== TASK INPUTS ==
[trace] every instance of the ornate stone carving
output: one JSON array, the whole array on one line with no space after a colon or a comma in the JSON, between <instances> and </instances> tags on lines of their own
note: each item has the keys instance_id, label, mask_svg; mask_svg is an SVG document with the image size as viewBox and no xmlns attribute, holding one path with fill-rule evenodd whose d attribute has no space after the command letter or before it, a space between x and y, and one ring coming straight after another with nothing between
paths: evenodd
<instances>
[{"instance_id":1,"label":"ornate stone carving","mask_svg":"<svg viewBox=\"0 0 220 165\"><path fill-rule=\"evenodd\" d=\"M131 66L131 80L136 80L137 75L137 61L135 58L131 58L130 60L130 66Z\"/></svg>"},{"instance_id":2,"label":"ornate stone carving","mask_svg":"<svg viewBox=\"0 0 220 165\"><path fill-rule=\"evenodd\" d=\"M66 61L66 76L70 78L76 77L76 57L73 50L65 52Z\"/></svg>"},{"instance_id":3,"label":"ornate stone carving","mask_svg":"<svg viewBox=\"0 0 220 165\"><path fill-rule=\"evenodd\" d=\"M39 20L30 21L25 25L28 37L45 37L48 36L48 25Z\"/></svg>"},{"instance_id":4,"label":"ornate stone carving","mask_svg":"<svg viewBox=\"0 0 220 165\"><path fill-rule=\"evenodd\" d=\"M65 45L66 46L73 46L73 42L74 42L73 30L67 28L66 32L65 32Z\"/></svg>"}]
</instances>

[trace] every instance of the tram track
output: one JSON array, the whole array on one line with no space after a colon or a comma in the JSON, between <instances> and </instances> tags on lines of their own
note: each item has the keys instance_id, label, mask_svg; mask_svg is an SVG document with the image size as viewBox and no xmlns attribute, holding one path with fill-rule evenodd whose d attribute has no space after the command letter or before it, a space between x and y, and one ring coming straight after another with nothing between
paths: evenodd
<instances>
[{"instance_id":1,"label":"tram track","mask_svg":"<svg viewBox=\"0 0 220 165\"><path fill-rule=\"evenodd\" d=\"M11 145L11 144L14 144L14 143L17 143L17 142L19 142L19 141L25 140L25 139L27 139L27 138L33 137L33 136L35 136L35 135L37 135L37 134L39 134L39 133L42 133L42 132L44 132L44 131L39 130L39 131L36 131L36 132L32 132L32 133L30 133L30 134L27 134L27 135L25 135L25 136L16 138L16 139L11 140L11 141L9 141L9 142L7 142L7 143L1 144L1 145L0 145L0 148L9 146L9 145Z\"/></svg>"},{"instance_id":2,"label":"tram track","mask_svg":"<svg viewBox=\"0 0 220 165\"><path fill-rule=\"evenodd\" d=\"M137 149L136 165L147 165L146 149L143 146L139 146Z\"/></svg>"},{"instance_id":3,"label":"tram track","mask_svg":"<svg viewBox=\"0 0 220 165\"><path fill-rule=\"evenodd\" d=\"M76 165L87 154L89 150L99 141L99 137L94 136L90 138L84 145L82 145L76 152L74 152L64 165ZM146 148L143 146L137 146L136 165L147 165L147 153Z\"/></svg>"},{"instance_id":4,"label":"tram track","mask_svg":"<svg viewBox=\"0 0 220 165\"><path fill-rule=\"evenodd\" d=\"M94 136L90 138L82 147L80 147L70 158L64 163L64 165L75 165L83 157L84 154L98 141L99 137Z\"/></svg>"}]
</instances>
===
*INSTRUCTIONS TO FOLLOW*
The records above are to be repeated in full, word for word.

*OUTPUT*
[trace] every instance of the ornate stone carving
output: one JSON array, the whole array on one line with no space after a colon or a comma in the JSON, between <instances> and </instances> tags on lines of their own
note: each item has the keys instance_id, label, mask_svg; mask_svg is an SVG document with the image size as viewBox and no xmlns attribute, holding one path with fill-rule evenodd whose d attribute has no space after the command letter or before it, a space between x and y, and one ring coming straight after another with nothing between
paths: evenodd
<instances>
[{"instance_id":1,"label":"ornate stone carving","mask_svg":"<svg viewBox=\"0 0 220 165\"><path fill-rule=\"evenodd\" d=\"M131 66L131 80L136 80L137 75L137 61L135 58L131 58L130 60L130 66Z\"/></svg>"},{"instance_id":2,"label":"ornate stone carving","mask_svg":"<svg viewBox=\"0 0 220 165\"><path fill-rule=\"evenodd\" d=\"M66 61L66 76L70 78L76 77L76 57L73 50L65 52Z\"/></svg>"},{"instance_id":3,"label":"ornate stone carving","mask_svg":"<svg viewBox=\"0 0 220 165\"><path fill-rule=\"evenodd\" d=\"M39 20L30 21L25 25L28 37L45 37L48 36L48 25Z\"/></svg>"},{"instance_id":4,"label":"ornate stone carving","mask_svg":"<svg viewBox=\"0 0 220 165\"><path fill-rule=\"evenodd\" d=\"M65 45L66 46L73 46L73 42L74 42L73 30L67 28L66 32L65 32Z\"/></svg>"}]
</instances>

[trace] every instance of the tram track
output: one JSON array, the whole array on one line with no space after a colon or a comma in the JSON, between <instances> and </instances> tags on lines of their own
note: each item has the keys instance_id, label, mask_svg; mask_svg is an SVG document with the image size as viewBox and no xmlns attribute, holding one path with fill-rule evenodd whose d attribute has no space after the command letter or before it, a space between x and y, and one ring coming straight after another with nothing between
paths: evenodd
<instances>
[{"instance_id":1,"label":"tram track","mask_svg":"<svg viewBox=\"0 0 220 165\"><path fill-rule=\"evenodd\" d=\"M11 145L11 144L14 144L14 143L17 143L17 142L19 142L19 141L25 140L25 139L27 139L27 138L33 137L33 136L35 136L35 135L37 135L37 134L39 134L39 133L42 133L42 132L44 132L44 131L39 130L39 131L36 131L36 132L32 132L32 133L30 133L30 134L27 134L27 135L25 135L25 136L16 138L16 139L11 140L11 141L9 141L9 142L7 142L7 143L1 144L1 145L0 145L0 148L9 146L9 145Z\"/></svg>"},{"instance_id":2,"label":"tram track","mask_svg":"<svg viewBox=\"0 0 220 165\"><path fill-rule=\"evenodd\" d=\"M137 149L136 165L147 165L146 149L143 146L139 146Z\"/></svg>"},{"instance_id":3,"label":"tram track","mask_svg":"<svg viewBox=\"0 0 220 165\"><path fill-rule=\"evenodd\" d=\"M76 165L87 154L89 150L99 141L99 137L94 136L90 138L84 145L82 145L76 152L74 152L64 165ZM146 148L143 146L137 146L136 165L147 165L147 153Z\"/></svg>"},{"instance_id":4,"label":"tram track","mask_svg":"<svg viewBox=\"0 0 220 165\"><path fill-rule=\"evenodd\" d=\"M94 136L90 138L82 147L80 147L70 158L64 163L64 165L75 165L83 157L84 154L98 141L99 137Z\"/></svg>"}]
</instances>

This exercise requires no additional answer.